What is needed →
Pick out every line in the entries below that contains the word "light", and copy each one.

Location annotation dataset excerpts →

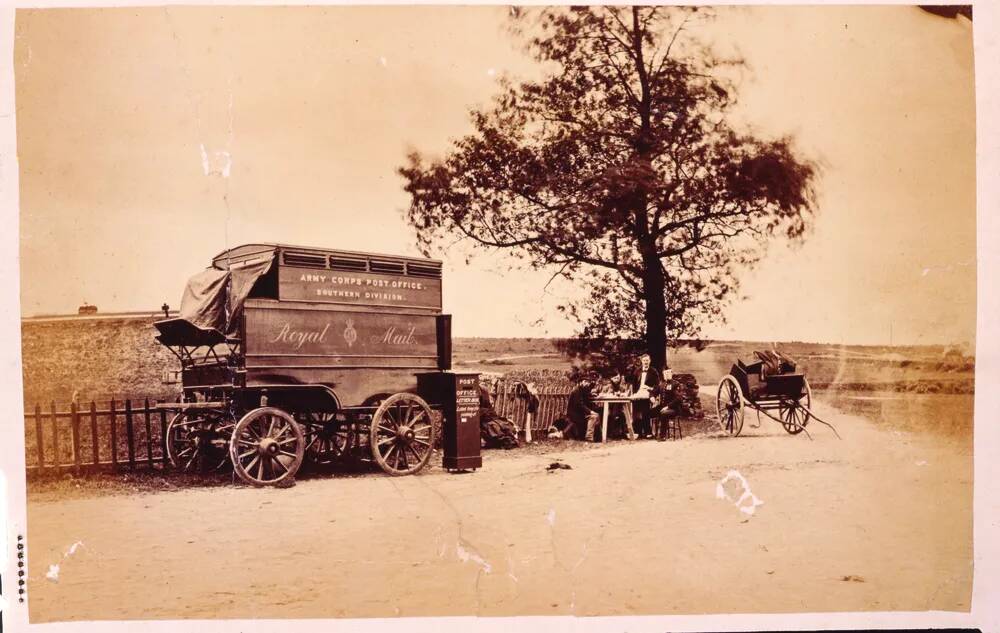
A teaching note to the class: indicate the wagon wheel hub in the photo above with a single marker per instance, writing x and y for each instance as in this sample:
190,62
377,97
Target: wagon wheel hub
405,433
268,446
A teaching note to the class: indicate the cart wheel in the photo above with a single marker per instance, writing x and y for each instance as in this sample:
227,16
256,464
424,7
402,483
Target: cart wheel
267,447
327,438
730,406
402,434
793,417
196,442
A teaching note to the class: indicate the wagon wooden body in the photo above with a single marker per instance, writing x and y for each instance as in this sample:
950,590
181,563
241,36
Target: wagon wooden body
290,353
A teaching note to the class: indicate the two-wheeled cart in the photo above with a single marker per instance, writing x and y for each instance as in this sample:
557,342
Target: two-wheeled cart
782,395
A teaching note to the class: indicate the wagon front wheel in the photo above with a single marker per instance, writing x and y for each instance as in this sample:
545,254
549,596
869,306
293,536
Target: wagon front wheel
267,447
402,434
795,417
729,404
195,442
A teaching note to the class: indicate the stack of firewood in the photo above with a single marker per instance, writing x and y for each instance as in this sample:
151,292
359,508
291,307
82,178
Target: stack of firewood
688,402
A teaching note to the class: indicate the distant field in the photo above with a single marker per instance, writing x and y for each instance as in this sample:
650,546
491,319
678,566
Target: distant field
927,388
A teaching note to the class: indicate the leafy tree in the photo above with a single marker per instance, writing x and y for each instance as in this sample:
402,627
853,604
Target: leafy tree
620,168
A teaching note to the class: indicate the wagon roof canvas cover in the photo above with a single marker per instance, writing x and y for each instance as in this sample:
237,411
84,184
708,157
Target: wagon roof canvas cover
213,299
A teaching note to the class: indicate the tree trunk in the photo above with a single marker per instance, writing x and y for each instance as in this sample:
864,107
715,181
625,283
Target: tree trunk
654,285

==

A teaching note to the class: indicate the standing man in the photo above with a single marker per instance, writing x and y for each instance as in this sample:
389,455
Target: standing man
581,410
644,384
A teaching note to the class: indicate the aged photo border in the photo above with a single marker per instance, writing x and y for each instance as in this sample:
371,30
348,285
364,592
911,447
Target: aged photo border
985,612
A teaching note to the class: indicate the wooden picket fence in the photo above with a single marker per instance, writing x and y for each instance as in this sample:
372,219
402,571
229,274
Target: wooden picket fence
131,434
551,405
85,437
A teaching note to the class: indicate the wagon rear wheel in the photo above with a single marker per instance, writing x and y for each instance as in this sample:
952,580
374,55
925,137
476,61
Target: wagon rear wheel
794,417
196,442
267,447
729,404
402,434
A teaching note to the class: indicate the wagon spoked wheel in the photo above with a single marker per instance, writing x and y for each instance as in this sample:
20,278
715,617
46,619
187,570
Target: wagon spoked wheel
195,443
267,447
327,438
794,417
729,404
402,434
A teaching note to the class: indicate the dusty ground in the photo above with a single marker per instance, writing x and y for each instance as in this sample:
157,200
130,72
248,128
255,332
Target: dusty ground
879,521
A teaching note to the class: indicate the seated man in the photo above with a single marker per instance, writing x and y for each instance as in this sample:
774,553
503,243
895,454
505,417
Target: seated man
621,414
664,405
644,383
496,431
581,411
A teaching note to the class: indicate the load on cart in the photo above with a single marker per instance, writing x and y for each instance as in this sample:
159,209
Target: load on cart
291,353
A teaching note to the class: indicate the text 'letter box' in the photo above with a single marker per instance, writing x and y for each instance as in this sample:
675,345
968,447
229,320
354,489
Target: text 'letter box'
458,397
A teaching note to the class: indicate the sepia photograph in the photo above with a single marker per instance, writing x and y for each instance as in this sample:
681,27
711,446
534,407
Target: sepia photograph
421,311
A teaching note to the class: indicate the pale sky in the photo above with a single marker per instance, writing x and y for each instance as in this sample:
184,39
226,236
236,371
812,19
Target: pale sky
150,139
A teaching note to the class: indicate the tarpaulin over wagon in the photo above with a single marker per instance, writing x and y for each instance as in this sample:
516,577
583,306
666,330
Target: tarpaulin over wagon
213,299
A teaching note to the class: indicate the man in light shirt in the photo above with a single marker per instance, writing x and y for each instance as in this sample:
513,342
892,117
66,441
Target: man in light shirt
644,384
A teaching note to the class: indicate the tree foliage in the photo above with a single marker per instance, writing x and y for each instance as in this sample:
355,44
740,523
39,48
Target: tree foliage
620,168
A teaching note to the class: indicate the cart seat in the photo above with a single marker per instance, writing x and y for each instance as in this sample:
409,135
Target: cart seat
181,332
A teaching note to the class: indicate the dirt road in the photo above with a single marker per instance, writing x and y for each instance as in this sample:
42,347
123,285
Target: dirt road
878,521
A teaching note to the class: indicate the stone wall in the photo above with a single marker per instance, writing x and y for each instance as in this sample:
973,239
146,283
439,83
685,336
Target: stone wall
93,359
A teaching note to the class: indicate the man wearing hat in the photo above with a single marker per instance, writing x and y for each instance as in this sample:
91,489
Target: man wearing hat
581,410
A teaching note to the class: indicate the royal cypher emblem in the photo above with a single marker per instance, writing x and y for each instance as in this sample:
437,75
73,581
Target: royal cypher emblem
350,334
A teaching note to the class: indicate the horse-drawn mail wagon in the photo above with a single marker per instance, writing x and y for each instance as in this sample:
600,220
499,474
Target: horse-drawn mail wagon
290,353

==

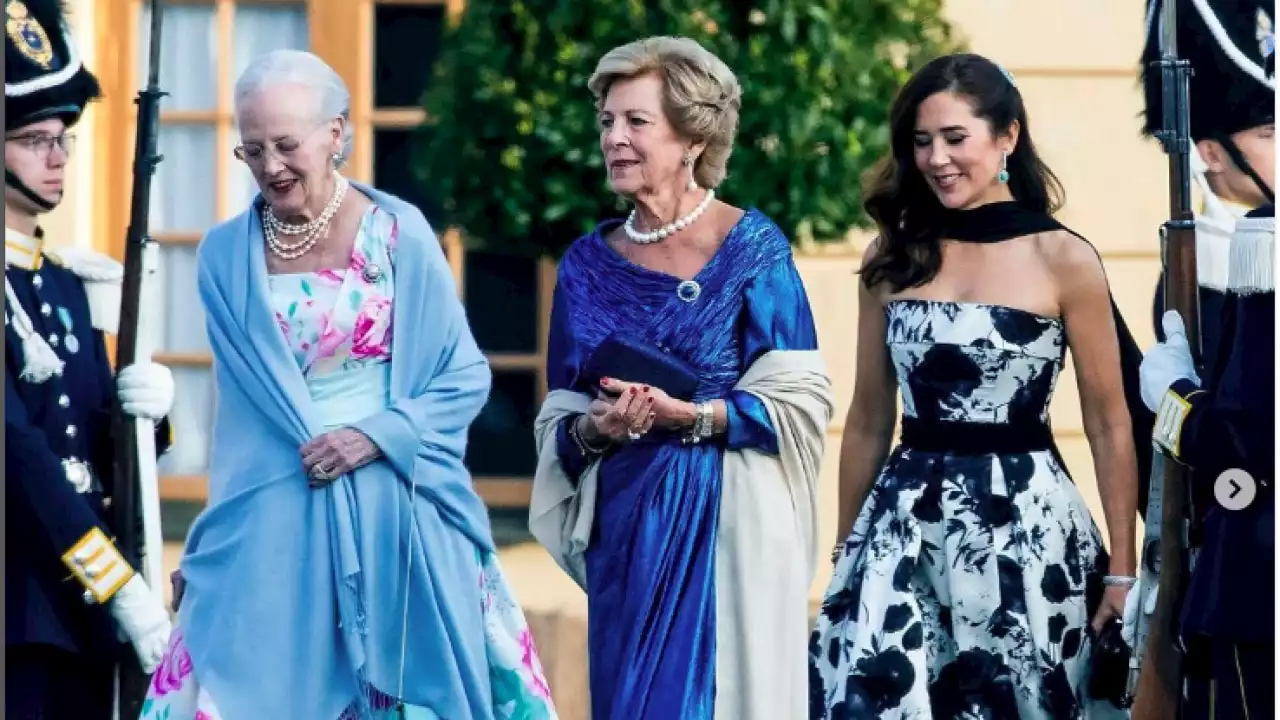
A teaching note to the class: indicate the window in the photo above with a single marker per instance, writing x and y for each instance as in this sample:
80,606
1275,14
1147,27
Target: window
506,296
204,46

Solution →
A teaching note to the class: indicate the man in light shirt in the photo above with a single marker per instance, writing x and y for each instance as in this sample:
Target: man in light shirt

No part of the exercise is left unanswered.